This is a quick post about what has been going on here.

  • Site downtime
  • One site moved
  • Expiring SSL certificate
  • Need to move two other sites
  • Possibly moving another site

Site downtime

A bit of bad news first.  Two of the sites we host (the two which need to be moved still) went down for 4 hours yesterday.  It appears that the hosting company had issues with their data centre which caused a number of sites that they host to go down for up to 5 hours.  There was at least partial downtime for two of our sites (including this) for about 4 hours.  At one point in that 4 hours I checked the sites out, and was able to get some activity from them, but not the usual level that I have been used to.

One site has been moved

One of the sites which I was hosting the same place as these two which went down, got moved.  I will probably write a more complete post about doing that shortly.  It ended up being a bit of a pain for a number of reasons.  It may have actually been easier to have moved to an entirely different hosting provider.  But now that I have done that, and have ironed out many of the issues which caused so many problems with doing it, it should be easier with the next two.

================

STATED PROBLEM: Print the hosting update post above verbatim, in full.

ENTRIES:

================

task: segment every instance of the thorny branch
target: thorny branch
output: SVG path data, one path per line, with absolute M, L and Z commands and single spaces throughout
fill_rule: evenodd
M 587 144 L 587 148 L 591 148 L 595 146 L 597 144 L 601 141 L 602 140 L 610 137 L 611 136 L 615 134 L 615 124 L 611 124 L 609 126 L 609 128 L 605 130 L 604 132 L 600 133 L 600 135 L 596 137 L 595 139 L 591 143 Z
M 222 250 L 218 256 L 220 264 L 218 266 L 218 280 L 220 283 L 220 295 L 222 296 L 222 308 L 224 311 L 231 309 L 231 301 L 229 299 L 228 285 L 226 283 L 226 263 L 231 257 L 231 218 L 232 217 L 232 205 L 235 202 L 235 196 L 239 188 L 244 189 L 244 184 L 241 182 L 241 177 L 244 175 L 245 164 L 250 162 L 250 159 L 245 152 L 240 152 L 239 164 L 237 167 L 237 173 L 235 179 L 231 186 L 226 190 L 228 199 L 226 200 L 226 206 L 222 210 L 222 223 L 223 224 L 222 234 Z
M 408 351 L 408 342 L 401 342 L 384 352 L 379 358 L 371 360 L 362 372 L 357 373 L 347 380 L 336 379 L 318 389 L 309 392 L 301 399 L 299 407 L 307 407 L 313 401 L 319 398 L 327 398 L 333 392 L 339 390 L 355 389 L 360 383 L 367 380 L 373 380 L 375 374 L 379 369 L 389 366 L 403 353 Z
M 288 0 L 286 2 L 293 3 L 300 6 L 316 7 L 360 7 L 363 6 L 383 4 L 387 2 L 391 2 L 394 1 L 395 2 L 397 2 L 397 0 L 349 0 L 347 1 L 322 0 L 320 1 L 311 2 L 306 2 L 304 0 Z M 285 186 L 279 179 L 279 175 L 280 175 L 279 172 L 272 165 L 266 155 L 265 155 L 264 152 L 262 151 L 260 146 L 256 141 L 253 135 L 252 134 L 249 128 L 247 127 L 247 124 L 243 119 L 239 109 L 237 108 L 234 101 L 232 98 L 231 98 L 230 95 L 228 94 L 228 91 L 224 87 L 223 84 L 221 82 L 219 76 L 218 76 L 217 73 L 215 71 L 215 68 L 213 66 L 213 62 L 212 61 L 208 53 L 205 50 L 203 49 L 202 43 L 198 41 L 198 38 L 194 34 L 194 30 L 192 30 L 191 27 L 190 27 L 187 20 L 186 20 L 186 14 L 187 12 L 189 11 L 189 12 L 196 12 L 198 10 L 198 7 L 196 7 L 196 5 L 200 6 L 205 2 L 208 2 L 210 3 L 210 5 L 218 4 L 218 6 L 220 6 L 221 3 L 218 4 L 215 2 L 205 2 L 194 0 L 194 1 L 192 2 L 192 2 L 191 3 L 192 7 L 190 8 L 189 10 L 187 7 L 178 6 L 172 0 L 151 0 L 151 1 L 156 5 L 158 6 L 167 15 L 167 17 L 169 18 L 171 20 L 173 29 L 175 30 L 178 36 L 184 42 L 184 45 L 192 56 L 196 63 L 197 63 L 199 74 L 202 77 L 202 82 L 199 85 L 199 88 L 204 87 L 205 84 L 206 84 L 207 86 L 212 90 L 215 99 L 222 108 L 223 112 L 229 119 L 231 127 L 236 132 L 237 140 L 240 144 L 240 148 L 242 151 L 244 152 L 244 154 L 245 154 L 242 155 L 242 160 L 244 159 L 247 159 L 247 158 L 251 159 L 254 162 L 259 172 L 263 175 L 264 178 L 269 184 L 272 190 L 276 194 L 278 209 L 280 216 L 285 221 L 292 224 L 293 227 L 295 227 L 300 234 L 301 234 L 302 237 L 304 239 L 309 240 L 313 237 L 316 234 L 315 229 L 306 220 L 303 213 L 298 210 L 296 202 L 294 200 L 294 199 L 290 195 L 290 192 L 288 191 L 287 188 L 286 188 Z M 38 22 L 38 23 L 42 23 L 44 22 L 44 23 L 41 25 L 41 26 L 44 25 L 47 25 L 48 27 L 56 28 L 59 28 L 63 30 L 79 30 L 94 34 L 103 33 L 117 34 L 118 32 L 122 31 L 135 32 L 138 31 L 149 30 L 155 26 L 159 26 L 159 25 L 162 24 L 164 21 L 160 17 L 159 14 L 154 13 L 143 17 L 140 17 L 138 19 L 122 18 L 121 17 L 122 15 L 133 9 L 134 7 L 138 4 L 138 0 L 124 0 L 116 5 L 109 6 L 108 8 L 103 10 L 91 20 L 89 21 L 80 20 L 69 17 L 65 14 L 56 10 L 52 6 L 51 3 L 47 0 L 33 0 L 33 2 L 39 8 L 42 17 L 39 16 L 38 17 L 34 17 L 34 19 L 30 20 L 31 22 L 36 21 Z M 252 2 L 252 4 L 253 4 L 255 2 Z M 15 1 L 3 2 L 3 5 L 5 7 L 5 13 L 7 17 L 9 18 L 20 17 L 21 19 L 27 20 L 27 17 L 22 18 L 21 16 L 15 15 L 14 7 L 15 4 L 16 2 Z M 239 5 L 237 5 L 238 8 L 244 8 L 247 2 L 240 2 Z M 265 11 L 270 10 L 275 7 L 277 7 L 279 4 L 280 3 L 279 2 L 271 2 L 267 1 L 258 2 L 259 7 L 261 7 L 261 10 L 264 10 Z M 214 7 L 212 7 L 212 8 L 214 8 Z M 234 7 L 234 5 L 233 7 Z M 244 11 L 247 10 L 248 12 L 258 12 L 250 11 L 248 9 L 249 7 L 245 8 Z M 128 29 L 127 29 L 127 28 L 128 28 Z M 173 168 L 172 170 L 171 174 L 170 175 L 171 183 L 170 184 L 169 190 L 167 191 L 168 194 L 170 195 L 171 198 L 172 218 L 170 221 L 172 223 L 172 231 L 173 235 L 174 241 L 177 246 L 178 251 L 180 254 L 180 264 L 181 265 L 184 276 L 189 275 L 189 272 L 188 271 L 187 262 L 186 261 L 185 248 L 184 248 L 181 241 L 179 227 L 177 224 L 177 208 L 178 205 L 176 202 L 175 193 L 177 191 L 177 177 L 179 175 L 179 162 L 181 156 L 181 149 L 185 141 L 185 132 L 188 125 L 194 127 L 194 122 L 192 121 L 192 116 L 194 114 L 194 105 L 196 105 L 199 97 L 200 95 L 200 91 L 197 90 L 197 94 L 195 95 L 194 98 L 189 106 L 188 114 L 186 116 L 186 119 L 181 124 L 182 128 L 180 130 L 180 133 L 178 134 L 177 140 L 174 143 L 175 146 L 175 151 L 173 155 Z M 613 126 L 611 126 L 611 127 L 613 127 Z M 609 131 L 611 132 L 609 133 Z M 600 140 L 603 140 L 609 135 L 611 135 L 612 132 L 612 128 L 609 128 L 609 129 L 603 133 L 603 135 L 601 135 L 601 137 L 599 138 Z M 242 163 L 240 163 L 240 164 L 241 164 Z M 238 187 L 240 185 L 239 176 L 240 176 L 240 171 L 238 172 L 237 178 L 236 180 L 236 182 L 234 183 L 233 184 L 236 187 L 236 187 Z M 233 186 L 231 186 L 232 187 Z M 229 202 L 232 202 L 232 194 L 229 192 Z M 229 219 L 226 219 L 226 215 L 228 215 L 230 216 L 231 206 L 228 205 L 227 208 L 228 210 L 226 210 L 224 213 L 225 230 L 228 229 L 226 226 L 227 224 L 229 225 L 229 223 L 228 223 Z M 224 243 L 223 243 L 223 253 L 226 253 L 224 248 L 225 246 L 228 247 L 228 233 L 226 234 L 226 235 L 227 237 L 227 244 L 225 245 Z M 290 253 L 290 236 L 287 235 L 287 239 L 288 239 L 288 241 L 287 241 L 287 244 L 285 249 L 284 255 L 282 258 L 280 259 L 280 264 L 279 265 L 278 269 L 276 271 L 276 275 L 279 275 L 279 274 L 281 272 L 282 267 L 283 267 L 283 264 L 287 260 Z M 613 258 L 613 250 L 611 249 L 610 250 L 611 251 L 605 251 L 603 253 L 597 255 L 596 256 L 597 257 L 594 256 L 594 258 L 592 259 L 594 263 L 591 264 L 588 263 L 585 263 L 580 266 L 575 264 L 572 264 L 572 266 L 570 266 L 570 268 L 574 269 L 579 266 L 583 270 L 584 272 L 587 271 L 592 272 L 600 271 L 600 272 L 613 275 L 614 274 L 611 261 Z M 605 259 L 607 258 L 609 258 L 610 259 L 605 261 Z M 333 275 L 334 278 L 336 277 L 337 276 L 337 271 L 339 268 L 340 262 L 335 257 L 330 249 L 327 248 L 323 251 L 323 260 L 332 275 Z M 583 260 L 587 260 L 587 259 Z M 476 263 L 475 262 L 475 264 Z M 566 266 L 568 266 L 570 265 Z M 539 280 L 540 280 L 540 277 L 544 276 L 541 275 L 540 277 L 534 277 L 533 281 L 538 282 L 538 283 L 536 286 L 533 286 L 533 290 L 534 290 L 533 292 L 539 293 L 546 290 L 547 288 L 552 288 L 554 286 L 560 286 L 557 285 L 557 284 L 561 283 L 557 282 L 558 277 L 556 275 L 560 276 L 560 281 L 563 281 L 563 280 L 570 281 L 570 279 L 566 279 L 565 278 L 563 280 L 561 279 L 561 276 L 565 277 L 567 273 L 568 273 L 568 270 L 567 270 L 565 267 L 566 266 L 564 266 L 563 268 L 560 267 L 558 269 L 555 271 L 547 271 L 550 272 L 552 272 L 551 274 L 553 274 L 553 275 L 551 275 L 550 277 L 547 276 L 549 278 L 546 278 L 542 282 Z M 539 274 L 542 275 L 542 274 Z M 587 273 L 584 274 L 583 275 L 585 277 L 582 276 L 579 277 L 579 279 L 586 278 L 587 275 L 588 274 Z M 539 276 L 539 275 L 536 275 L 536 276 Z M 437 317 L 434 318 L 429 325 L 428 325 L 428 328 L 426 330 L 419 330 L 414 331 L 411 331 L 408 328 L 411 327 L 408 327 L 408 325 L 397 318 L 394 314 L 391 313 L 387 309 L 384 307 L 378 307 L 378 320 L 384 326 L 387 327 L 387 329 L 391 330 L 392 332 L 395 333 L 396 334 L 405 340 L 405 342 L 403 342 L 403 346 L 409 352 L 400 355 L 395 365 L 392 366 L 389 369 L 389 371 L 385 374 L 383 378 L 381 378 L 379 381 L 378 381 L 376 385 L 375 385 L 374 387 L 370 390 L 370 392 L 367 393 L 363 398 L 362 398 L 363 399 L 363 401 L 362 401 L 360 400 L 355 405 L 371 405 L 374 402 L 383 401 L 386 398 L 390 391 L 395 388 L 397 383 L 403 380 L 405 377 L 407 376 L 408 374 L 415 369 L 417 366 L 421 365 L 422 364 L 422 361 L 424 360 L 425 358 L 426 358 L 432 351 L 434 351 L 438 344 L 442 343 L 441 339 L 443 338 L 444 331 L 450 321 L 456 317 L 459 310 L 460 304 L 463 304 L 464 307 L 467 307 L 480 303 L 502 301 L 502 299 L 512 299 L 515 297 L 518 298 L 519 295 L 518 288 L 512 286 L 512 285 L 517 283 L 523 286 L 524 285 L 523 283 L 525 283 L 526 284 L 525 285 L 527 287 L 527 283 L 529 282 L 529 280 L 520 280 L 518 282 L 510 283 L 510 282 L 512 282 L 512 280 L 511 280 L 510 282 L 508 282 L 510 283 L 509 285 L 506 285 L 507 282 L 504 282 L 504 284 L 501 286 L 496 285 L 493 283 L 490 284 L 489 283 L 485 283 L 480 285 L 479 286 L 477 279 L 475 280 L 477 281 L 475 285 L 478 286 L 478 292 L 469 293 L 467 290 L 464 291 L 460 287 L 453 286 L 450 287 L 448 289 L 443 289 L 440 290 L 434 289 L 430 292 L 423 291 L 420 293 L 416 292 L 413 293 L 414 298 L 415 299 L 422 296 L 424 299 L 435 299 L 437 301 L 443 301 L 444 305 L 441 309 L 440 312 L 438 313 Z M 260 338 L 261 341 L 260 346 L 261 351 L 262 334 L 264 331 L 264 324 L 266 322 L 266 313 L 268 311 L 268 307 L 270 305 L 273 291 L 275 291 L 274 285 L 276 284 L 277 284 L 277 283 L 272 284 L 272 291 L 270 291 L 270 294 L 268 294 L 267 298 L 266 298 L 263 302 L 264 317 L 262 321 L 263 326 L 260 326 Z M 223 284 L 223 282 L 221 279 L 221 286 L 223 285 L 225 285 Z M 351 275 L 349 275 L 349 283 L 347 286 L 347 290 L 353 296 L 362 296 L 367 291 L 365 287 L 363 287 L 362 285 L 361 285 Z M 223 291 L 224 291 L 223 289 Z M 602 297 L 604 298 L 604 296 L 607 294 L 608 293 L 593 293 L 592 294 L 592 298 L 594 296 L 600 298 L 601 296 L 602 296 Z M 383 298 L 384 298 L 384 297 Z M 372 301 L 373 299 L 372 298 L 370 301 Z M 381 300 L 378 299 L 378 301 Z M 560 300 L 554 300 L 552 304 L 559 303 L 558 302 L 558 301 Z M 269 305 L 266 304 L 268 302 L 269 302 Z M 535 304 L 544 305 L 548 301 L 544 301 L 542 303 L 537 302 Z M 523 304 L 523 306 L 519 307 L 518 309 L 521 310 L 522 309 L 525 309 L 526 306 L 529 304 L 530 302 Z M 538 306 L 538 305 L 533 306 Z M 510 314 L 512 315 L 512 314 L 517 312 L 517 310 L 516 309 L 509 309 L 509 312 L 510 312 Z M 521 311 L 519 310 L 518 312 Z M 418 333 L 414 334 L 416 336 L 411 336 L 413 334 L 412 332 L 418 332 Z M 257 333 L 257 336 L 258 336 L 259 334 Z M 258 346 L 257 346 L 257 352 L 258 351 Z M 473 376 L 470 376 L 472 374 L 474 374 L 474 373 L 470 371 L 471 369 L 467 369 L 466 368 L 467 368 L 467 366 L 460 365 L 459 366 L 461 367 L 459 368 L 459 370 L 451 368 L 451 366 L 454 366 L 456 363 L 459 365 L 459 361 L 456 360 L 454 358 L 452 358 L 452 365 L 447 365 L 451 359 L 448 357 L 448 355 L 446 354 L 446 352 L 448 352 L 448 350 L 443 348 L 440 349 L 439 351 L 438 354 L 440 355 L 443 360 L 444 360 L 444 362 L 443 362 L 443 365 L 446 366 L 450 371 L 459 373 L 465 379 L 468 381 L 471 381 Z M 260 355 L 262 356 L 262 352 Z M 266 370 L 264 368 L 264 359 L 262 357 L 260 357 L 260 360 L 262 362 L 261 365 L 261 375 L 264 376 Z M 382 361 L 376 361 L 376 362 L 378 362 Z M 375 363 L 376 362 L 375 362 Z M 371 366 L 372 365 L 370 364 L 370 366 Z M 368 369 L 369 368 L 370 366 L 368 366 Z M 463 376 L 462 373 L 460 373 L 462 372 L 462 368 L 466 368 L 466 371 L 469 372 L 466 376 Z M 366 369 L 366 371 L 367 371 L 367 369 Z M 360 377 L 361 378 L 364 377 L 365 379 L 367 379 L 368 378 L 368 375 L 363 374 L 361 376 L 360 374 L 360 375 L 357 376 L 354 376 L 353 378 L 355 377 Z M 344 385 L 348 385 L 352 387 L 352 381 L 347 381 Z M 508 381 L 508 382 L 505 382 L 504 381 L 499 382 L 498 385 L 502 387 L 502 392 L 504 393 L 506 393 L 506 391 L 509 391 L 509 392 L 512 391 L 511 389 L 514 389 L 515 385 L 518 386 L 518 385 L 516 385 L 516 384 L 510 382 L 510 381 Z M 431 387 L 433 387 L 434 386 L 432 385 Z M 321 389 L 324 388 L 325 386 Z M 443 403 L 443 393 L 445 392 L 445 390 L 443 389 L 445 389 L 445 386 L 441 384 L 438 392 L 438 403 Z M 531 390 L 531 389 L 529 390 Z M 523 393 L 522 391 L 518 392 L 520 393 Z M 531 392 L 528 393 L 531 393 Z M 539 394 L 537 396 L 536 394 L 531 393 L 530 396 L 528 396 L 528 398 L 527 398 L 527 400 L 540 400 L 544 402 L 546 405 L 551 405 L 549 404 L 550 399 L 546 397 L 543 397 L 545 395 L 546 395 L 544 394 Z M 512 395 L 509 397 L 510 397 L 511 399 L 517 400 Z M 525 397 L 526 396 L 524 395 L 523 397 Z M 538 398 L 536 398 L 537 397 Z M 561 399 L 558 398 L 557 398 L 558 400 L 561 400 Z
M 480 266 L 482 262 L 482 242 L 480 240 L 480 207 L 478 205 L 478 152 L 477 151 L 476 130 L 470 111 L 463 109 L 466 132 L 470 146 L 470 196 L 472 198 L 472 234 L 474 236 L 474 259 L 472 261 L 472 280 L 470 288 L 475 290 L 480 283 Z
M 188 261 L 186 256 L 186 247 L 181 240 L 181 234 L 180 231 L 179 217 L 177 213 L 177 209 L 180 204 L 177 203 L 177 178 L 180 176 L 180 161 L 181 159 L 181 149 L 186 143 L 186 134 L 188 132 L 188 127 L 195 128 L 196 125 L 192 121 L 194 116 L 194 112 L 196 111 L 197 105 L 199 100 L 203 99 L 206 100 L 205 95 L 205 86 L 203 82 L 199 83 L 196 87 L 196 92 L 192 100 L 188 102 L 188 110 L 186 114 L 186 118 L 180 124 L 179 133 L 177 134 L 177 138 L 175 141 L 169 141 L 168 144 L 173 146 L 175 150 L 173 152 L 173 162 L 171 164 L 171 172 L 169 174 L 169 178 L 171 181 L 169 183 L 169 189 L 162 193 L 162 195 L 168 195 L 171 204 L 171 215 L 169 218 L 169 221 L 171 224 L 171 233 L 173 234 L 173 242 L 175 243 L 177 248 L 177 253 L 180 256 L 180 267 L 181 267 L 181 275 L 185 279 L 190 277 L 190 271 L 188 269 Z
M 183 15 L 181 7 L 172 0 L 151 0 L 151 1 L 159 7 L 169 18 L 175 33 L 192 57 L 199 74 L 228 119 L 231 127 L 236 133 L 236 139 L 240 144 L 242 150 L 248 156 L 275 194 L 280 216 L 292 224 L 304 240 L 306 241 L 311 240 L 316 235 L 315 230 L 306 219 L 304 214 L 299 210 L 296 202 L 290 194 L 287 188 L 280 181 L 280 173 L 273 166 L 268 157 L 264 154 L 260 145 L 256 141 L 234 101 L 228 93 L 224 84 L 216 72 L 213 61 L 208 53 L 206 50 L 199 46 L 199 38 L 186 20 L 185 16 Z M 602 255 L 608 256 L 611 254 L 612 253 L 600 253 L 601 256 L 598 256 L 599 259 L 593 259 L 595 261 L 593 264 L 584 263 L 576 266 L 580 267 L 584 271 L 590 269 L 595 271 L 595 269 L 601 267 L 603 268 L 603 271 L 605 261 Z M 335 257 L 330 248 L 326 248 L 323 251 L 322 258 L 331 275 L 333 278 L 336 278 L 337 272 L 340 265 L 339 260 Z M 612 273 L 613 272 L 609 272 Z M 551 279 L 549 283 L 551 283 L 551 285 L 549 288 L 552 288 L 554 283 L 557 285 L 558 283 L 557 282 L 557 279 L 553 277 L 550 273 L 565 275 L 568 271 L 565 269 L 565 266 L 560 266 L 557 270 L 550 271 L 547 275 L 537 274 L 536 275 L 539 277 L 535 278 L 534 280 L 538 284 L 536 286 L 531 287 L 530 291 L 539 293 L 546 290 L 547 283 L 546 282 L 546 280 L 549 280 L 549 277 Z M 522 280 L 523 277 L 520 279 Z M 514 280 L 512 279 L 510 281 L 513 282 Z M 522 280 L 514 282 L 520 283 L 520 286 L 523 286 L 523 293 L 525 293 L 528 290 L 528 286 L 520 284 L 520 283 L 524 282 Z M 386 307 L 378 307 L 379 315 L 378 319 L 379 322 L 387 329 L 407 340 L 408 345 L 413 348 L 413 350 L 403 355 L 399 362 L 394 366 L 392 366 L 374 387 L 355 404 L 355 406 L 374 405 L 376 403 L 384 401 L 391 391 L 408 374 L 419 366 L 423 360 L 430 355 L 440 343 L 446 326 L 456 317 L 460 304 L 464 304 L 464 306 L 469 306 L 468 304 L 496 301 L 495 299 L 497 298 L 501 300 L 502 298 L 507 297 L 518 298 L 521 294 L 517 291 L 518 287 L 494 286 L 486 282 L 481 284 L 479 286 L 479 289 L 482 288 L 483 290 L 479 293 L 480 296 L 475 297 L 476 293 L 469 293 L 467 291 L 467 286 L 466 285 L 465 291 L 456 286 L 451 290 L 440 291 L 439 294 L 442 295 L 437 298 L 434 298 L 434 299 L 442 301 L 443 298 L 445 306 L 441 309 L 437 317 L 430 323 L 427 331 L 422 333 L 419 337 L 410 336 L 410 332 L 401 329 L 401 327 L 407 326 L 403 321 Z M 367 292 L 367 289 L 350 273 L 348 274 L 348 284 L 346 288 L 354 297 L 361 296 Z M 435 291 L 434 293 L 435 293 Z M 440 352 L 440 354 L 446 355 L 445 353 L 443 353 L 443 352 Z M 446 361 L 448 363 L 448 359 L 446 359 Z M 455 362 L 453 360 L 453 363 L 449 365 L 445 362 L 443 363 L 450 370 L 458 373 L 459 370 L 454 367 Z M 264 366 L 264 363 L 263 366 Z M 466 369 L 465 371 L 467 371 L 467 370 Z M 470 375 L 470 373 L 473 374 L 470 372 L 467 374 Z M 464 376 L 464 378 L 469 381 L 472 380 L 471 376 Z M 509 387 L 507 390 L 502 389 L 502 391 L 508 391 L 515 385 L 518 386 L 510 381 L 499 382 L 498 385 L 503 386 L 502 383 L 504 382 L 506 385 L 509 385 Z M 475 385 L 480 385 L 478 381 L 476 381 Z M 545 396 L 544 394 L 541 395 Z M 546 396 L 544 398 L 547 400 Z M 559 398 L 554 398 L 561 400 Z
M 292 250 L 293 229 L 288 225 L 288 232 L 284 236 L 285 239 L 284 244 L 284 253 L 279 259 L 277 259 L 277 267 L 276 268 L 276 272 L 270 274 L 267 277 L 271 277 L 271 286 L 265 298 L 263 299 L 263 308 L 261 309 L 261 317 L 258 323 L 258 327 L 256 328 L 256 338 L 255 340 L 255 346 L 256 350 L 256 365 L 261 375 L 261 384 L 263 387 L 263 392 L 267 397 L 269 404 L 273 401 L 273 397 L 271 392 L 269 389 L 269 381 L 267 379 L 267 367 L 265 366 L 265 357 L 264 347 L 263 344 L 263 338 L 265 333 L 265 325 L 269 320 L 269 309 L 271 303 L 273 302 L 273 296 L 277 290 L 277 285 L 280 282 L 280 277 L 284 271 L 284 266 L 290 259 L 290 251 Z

================

EXERCISE OUTPUT:
This is a quick post about what has been going on here.

  • Site downtime
  • One site moved
  • Expiring SSL certificate
  • Need to move two other sites
  • Possibly moving another site

Site downtime

A bit of bad news first.  Two of the sites we host (the two which need to be moved still) went down for 4 hours yesterday.  It appears that the hosting company had issues with their data centre which caused a number of sites that they host to go down for up to 5 hours.  There was at least partial downtime for two of our sites (including this) for about 4 hours.  At one point in that 4 hours I checked the sites out, and was able to get some activity from them, but not the usual level that I have been used to.

One site has been moved

One of the sites which I was hosting the same place as these two which went down, got moved.  I will probably write a more complete post about doing that shortly.  It ended up being a bit of a pain for a number of reasons.  It may have actually been easier to have moved to an entirely different hosting provider.  But now that I have done that, and have ironed out many of the issues which caused so many problems with doing it, it should be easier with the next two.